▶ SET PROBLEM
Repeat the following lines exactly and nothing else: the line containing "55, row 55." and each line after it through the end of the listing.
— start RECORDED DATA —
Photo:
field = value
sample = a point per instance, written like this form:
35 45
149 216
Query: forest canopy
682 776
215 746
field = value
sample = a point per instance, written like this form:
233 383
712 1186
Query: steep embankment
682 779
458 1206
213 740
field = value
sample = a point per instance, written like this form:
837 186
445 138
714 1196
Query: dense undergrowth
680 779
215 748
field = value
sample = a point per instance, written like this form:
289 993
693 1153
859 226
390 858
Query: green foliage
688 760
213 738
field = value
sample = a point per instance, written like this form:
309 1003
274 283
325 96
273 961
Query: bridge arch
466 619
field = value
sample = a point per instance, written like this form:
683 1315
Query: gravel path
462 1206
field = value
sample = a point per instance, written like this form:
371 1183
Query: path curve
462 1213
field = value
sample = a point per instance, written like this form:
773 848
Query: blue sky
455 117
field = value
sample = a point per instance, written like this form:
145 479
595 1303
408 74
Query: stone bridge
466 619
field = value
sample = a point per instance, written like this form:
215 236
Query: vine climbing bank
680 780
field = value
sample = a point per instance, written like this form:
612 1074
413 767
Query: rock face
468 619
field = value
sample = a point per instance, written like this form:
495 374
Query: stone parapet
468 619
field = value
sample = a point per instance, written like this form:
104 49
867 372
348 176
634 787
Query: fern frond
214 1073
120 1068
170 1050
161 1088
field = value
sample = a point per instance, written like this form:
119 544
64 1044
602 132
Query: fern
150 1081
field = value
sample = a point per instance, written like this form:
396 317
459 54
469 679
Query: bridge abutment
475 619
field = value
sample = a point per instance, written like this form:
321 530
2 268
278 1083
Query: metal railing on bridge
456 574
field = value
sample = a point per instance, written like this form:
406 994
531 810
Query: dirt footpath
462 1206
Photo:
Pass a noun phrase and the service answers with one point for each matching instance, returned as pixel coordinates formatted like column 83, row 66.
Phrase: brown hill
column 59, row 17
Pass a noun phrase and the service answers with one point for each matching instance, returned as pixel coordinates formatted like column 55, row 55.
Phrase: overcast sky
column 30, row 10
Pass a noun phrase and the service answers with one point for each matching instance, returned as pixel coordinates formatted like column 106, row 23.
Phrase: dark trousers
— end RECORDED DATA —
▶ EXERCISE RESPONSE
Pass a noun phrase and the service answers with one point for each matching instance, returned as pixel coordinates formatted like column 55, row 55.
Phrase: overcast sky
column 30, row 10
Pass a noun phrase and the service answers with one point for each matching instance, returned as pixel coordinates formatted like column 106, row 23.
Phrase: dark trousers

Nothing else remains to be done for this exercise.